PROBLEM TO WORK ON: Retype the data below exactly, skipping pictures.

TASK INPUT:

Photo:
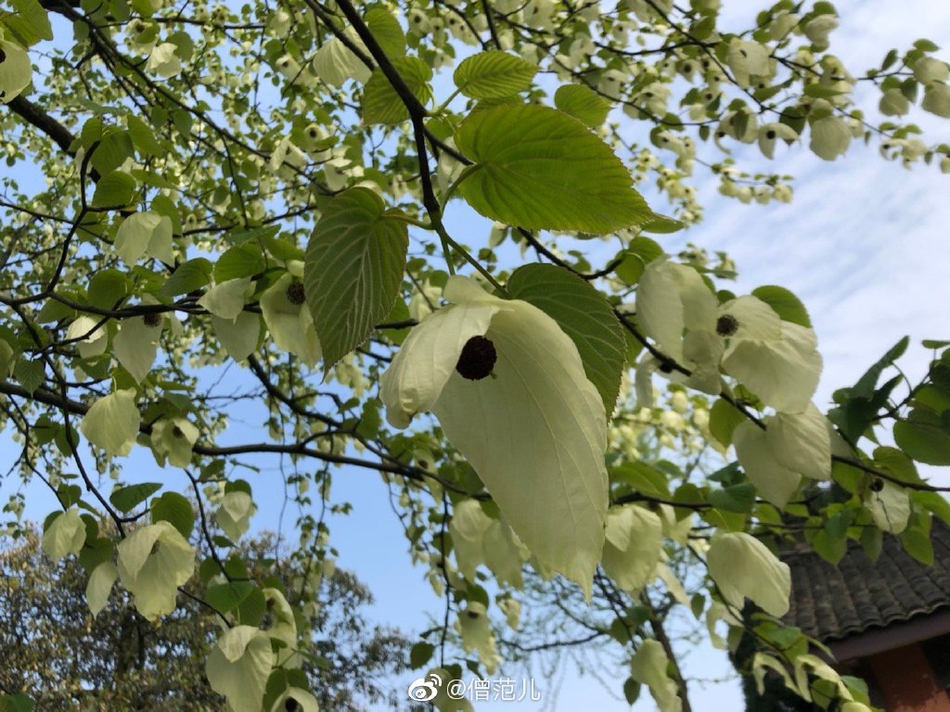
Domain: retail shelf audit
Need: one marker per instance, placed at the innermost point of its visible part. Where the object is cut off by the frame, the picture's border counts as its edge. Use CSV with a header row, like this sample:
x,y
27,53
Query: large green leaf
x,y
582,103
387,31
353,270
114,190
784,303
584,315
381,103
541,169
493,75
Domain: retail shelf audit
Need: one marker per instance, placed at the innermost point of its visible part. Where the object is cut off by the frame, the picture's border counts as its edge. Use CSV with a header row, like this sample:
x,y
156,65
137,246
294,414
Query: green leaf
x,y
538,168
924,437
187,277
784,303
114,190
111,151
30,374
239,666
353,270
420,654
381,103
738,498
387,31
631,690
643,478
493,75
864,388
128,498
582,103
641,252
244,260
662,225
175,509
584,315
227,596
724,418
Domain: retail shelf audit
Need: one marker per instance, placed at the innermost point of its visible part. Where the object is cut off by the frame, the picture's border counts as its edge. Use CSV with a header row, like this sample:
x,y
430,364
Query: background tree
x,y
246,239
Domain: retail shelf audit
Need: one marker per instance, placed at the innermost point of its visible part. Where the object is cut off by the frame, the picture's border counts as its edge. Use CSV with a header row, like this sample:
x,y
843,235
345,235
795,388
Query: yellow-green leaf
x,y
493,75
353,270
539,168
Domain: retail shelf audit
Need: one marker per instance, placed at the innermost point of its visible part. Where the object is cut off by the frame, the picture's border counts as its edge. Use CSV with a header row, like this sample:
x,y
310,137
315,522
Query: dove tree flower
x,y
745,338
509,389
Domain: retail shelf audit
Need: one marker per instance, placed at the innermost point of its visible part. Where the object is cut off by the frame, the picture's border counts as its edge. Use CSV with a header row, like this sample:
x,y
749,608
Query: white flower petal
x,y
801,442
773,480
100,585
783,374
633,546
755,319
238,337
226,300
239,666
136,345
535,432
743,567
112,423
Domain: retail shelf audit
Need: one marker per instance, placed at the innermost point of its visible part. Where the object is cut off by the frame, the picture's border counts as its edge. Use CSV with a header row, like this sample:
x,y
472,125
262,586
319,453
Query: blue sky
x,y
865,244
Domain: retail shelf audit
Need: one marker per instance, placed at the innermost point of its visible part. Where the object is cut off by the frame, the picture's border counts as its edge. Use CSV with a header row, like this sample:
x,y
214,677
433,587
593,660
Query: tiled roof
x,y
832,602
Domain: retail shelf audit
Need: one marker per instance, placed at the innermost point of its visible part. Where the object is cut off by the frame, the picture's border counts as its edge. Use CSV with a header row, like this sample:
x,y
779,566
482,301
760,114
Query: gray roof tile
x,y
832,602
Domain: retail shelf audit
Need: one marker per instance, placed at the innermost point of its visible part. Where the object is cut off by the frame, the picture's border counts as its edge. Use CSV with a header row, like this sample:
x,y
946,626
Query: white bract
x,y
164,60
145,234
477,635
65,535
226,300
153,562
112,423
743,567
100,585
239,666
479,539
775,359
136,345
633,546
534,429
91,338
649,668
16,73
289,320
234,514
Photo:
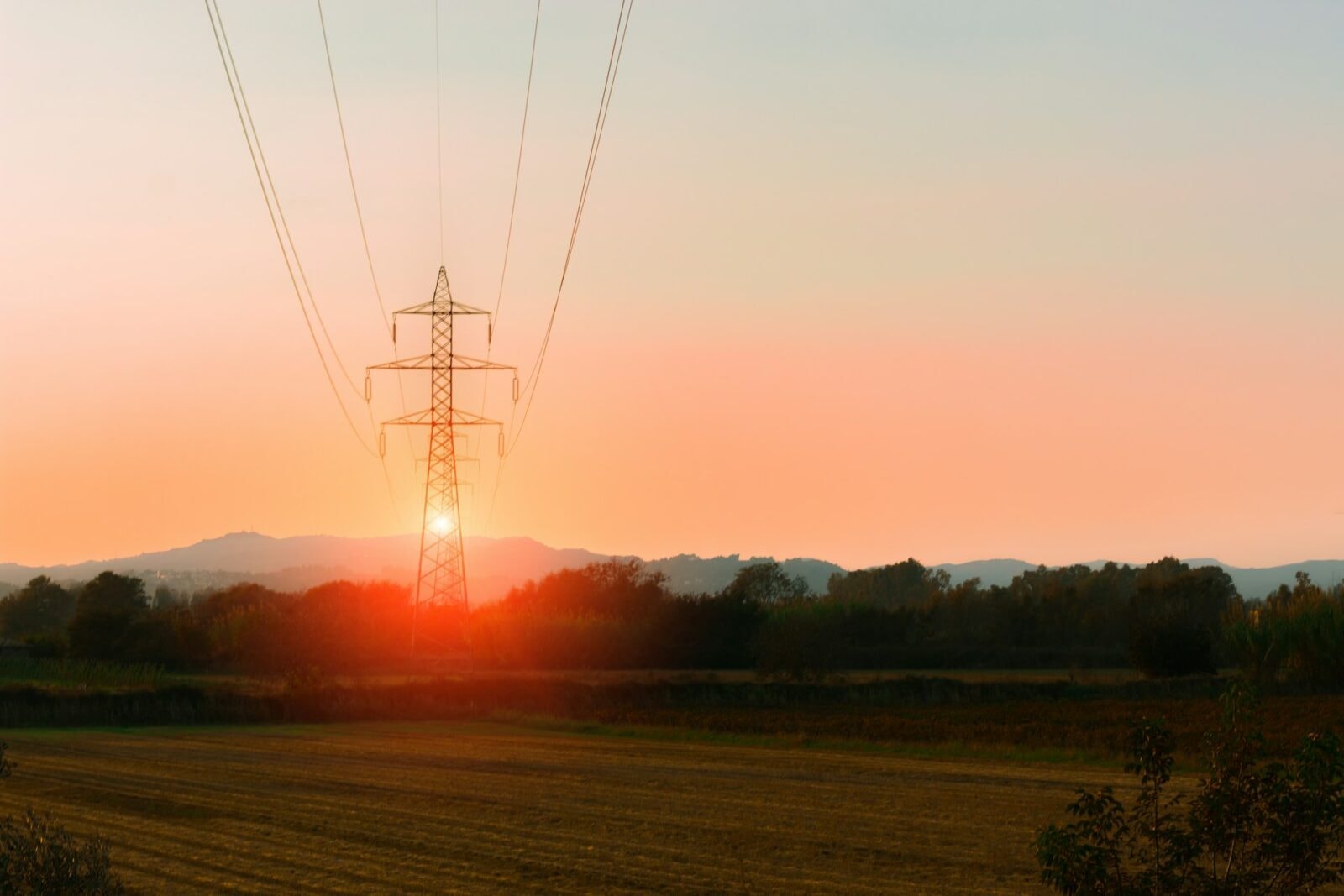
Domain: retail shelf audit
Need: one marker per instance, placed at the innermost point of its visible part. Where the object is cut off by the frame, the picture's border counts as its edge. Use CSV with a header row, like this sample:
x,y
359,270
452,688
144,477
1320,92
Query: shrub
x,y
1249,829
38,856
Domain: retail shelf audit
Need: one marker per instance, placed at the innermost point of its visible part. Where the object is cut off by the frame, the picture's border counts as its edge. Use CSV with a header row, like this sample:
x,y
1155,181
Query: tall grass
x,y
80,673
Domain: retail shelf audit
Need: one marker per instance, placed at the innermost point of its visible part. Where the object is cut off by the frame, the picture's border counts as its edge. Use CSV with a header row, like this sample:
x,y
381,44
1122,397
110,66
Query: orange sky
x,y
859,285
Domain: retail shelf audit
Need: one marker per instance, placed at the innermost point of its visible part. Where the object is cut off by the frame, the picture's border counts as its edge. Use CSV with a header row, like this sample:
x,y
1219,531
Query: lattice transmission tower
x,y
441,578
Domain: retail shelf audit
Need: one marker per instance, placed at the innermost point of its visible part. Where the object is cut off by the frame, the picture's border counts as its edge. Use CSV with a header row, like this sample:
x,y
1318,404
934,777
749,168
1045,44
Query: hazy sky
x,y
859,281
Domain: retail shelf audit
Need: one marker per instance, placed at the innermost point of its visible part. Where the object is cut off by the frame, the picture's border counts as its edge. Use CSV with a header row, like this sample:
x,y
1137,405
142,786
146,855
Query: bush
x,y
38,856
1249,829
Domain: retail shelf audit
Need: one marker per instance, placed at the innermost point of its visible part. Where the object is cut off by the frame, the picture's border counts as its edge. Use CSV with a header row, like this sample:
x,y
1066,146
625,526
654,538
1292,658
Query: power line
x,y
598,128
613,65
280,210
217,26
363,233
512,207
349,170
438,129
517,167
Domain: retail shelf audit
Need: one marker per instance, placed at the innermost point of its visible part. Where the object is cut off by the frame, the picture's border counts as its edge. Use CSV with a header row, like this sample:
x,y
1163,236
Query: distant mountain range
x,y
497,564
494,566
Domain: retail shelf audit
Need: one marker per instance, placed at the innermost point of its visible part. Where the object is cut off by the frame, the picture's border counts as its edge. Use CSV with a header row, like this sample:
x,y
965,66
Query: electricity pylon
x,y
441,578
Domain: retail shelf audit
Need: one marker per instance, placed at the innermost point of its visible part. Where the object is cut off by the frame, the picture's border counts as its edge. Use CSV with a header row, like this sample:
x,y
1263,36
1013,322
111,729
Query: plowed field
x,y
457,808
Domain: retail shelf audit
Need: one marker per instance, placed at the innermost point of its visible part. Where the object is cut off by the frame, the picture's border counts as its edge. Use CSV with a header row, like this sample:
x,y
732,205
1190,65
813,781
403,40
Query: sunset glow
x,y
948,281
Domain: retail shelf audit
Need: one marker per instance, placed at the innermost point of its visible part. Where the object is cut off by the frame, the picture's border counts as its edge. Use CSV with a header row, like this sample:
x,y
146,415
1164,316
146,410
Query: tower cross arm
x,y
427,418
440,307
427,363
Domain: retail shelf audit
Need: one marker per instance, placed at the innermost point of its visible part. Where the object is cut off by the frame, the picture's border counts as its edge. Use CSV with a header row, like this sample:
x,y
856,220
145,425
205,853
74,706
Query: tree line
x,y
1164,618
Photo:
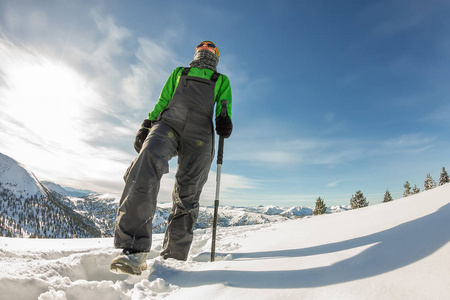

TASK RESULT:
Photo:
Domain: retail shelf audit
Need: one marker per instance, placed at the innermost point of its visible part. Where the object is cut off by the frame, the picture's border counts as its edge. Use CSV with a header row, like this sample:
x,y
27,53
Query: large green leaf
x,y
582,103
387,31
353,270
114,190
784,303
584,315
381,103
541,169
493,75
Domain: retail shelf audit
Need: one marker per instance, placed at the innermost point of its visible part. Where the object is cut off by the frame, the picture's border counts as its edge. Use CSV with a header row, like this sample:
x,y
156,65
137,246
294,414
Query: green leaf
x,y
538,168
924,437
187,277
784,303
114,190
111,151
30,374
239,666
353,270
420,654
381,103
738,498
387,31
631,690
643,478
493,75
864,388
128,498
582,103
641,252
244,260
662,225
175,509
584,315
227,596
724,418
Domain: retail shelf audit
Need: one marker per instance, placed at the innermost point of its visible part. Where the object is cut off by the frame, the picture's border counts as its edge. Use CSV with a header row, like this sample:
x,y
430,364
Query: background tree
x,y
246,239
Domain: retail shelf audit
Need: one marker per instance, placed at the innermost point of its visible part. Where the object is cut off by the frame, the picture's border counts as its edge. Use CSV with a header row, like this sample:
x,y
843,235
345,235
795,388
Query: yellow-green leaf
x,y
493,75
353,270
539,168
Domain: retail shelf audit
Need: one marker per instance, placed at the innermost point of its visible part. Where the object is cut off by the frame, the picture's border counts as its edge. Use CSV with a header row, like this sample:
x,y
310,137
315,522
Query: dove tree flower
x,y
745,338
509,389
Domain: retail shelf audit
Need: one marker per instance, placed at the innermost point of its visible part. Where the object is cut off by the frame, the picture's border counts as its edge. Use CSV with a header row, like this sample:
x,y
749,608
Query: white flower petal
x,y
801,442
773,480
100,585
783,374
633,546
755,319
238,337
226,300
239,666
136,345
535,432
743,567
112,423
Domain: retail shelf audit
Need: one marker per instance, placed at the innermost point of its visible part. Where the object is cut off by the frame, the picture's border counts as its edge. Use CSV with a header row, like this sample:
x,y
472,125
262,586
319,453
Query: blue sky
x,y
865,244
Domain: retail shelf audit
Need: one marker per instance, placed at the innermost point of its visible part. Where the object is cut off by the frame, the picture's border counts as its edge. Use CSV with a header row, like this sample:
x,y
214,677
433,587
593,660
Query: tiled roof
x,y
832,602
Domain: retail shelf audit
Need: one marker per instance, placed at the innermost point of its visible part. Where the object is cut off by the frame, the picture's border counts as its edge. Use CSV with a header row, like this sample:
x,y
779,566
482,301
760,114
Query: gray roof tile
x,y
832,602
Domain: retail shelf audit
Need: one marker per instance, placed at the innermost point of its visible part. Where the object is cut off by the frame, the picture's border counts as its edge. Use CSV with a header row, like this sample:
x,y
946,626
Query: white bract
x,y
164,60
145,234
477,635
65,535
226,300
153,562
112,423
743,567
100,585
239,666
479,539
775,359
136,345
633,546
534,429
91,338
649,668
16,73
289,320
234,514
Photo:
Domain: retail shelf audit
Need: one marker per instance, placed at the innermost point of its visible part. Where the object is cut off by the frame, the picture's border counts as its edge. Use CSV with a header row, like this sample:
x,y
359,270
452,688
144,477
1320,92
Query: shrub
x,y
1249,829
38,856
Domain: retail shelf audit
Need: one marker per instance, placed at the innermost point of its visible part. Where the object is cut off by the frame, the picture's border counts as its edge. Use CSV with a header row, like this sample:
x,y
1155,181
Query: tall grass
x,y
80,673
Domain: retail shelf audit
Need: one marker per instance, placed at the innermost point of its visible part. Where the object is cut off by the frame, the picture's border counts as its edge. Use CSV with a header row, like this sample:
x,y
381,44
1122,397
110,66
Query: orange sky
x,y
859,285
Domain: retail shelf audit
Need: one marker per instance, placed at the innermost point of its visible part. Where the object is cut off by the frame, the picture's border counts as its edge. Use CSV with a header row, like this sample:
x,y
1219,531
Query: lattice transmission tower
x,y
441,578
Domain: retail shelf audit
Need: one marker per instance, placed at the innermost point of its visible part. Where the object is cut off by the frame, the picture's border counts as its edge. Use CSV with a header row, like this sample:
x,y
1318,404
934,777
749,168
1045,44
Query: hazy sky
x,y
859,281
Domain: retail shelf audit
Need: one marker per instance, placed at the innermost point of its visible part. Where the object is cut off by the frame, the picture's border counts as its edge. Use CSV with a header row, like this sample:
x,y
1137,405
142,786
146,855
Query: bush
x,y
38,856
1249,829
Domain: retail shelf audit
Need: one marker per instance, placed at the innermost point of its visible part. Where the object is cut off by the frame, the picture's border counts as its edge. Use CSV with a header row, like this sample:
x,y
1066,146
625,526
654,538
1292,658
Query: power line
x,y
598,128
613,65
280,210
217,26
363,233
512,207
349,170
438,129
517,167
Domain: retail shelf audit
Need: one marker per instance, placed at the innermost point of its visible part. Where the object is cut off by the frame, the picture's border counts as its edge. Use CSV with a header row, like this sample:
x,y
1163,236
Query: distant mountain range
x,y
497,564
494,566
Domain: retail shelf audit
Need: one marker per instance, placed at the innermost point of its visible part. Where the object is cut off by the frame, the picture's border counts as its edge. Use CSV with a header row, like this sample:
x,y
965,66
Query: electricity pylon
x,y
441,578
Domain: retail shelf audit
Need: one marker per instance, placed at the innermost point of its visible part. Where the object is cut off by the frame, the picture's border counts as its edge. Use CSV with a header row, like this sample:
x,y
1263,36
1013,322
111,729
Query: plowed field
x,y
457,808
Domain: retail shelf audit
Need: one marker per instance, placed at the innermost point of its visible part. Where the object is cut off by the frame, the picture's border counts as its edge. Use CSV with a header row, like this sample:
x,y
732,205
1190,65
813,781
403,40
Query: sunset glow
x,y
948,281
Domain: retail shelf audit
Need: one marker per instance, placed at the innermost point of its visible part. Where the object is cut off by the frame, the picture's border counts as its edge. Use CSV with a header row, like this sample:
x,y
146,415
1164,316
146,410
Query: tower cross arm
x,y
427,418
440,307
427,363
Domain: retail shelf audit
Need: one marker per instance, placed at the innermost point of its visible part. Where the object is cut off by the frame, the picture's border counts as its edge. Use CSV with a header row, like this sample:
x,y
856,220
145,425
205,853
74,706
Query: tree line
x,y
1164,618
Photo:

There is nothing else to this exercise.